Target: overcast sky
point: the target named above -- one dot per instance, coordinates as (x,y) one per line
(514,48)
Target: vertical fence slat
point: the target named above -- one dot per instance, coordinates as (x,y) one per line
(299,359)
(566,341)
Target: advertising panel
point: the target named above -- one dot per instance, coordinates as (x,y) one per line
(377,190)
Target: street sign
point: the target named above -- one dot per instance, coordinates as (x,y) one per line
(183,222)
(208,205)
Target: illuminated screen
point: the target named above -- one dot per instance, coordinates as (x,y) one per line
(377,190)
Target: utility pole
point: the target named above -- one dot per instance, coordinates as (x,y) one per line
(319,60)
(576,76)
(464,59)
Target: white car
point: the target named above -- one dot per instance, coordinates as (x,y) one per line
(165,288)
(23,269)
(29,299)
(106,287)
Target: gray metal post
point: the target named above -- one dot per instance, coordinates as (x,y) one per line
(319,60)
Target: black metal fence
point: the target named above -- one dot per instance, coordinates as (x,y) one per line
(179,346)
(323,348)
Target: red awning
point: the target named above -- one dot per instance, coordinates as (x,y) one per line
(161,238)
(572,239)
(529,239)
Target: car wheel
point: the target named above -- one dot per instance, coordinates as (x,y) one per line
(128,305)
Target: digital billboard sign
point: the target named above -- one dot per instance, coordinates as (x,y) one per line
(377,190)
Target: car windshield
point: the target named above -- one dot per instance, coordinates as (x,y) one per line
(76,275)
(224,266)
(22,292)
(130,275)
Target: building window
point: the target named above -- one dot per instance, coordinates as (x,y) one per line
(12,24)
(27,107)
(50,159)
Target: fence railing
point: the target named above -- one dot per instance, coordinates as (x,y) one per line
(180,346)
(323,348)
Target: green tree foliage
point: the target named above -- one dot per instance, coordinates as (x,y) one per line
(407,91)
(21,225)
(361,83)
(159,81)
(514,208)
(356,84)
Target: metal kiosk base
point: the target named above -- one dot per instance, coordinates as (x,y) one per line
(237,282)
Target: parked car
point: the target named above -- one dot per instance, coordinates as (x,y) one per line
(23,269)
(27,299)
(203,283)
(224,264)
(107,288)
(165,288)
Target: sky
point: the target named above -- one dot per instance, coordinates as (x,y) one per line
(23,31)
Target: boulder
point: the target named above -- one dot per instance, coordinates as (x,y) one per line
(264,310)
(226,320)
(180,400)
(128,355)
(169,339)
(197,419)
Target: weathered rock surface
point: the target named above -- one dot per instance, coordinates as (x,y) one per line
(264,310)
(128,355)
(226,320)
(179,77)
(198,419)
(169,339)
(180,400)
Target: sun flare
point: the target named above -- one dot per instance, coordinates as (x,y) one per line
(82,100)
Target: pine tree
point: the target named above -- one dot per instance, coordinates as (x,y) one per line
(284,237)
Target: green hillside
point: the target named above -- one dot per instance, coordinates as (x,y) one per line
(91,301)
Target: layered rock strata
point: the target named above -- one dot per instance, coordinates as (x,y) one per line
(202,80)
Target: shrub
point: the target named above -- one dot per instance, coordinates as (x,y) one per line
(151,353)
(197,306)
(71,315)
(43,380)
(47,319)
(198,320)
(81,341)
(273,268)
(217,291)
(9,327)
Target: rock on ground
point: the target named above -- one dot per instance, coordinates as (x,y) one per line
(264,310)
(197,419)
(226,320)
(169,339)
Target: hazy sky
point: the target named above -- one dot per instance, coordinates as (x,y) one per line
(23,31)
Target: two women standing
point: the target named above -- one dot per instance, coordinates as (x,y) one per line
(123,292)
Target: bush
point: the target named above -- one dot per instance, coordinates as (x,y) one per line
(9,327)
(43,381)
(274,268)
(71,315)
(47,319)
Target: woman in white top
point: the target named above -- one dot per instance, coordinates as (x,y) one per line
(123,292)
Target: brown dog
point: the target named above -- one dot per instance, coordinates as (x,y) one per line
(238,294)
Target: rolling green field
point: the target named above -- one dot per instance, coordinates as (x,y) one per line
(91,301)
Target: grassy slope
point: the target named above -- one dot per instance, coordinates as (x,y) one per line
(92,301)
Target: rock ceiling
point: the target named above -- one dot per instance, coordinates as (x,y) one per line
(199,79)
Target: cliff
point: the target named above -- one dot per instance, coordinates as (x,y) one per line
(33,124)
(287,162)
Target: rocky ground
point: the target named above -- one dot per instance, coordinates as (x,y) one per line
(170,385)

+ + + + +

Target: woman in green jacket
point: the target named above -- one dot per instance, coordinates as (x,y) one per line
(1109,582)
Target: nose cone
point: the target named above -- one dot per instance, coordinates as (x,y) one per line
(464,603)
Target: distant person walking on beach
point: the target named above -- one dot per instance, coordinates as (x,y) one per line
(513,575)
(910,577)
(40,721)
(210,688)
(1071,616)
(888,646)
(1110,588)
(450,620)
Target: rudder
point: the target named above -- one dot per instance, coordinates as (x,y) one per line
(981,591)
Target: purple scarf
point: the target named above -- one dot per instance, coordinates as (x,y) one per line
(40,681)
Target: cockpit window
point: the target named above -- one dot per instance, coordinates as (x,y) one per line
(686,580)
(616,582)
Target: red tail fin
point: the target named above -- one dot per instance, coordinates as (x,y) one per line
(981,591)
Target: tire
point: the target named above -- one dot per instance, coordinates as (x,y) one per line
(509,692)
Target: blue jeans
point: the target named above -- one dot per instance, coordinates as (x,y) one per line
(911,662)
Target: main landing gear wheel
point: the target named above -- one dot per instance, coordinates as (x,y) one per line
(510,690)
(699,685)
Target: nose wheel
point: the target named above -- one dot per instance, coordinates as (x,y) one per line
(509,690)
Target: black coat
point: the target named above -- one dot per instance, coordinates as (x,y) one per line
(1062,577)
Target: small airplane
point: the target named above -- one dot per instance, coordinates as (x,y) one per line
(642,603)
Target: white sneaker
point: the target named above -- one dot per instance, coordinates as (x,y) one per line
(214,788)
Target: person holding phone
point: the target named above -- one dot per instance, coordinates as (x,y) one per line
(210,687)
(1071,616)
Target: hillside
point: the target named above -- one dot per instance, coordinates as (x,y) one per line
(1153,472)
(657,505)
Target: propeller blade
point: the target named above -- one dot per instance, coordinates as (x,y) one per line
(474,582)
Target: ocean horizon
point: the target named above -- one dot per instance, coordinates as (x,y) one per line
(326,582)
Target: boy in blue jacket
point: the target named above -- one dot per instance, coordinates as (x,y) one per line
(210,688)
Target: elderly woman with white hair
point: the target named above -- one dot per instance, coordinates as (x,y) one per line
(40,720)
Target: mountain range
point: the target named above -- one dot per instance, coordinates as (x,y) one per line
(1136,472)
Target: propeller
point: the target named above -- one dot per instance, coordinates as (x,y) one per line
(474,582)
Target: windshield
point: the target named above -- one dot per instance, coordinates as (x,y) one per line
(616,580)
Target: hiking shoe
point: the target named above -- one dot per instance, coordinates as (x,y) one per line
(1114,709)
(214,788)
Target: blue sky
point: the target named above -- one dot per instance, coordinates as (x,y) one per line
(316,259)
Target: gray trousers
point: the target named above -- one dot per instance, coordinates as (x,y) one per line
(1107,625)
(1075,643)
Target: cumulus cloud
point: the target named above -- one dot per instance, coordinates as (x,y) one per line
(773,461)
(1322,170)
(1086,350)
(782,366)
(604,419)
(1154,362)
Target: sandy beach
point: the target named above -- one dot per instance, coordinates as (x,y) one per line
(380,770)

+ + + + +

Exercise details:
Extract every line of the data above that contains the string "sign", and reproduce each of those lines in full.

Task solution:
Target: street sign
Target: digital billboard sign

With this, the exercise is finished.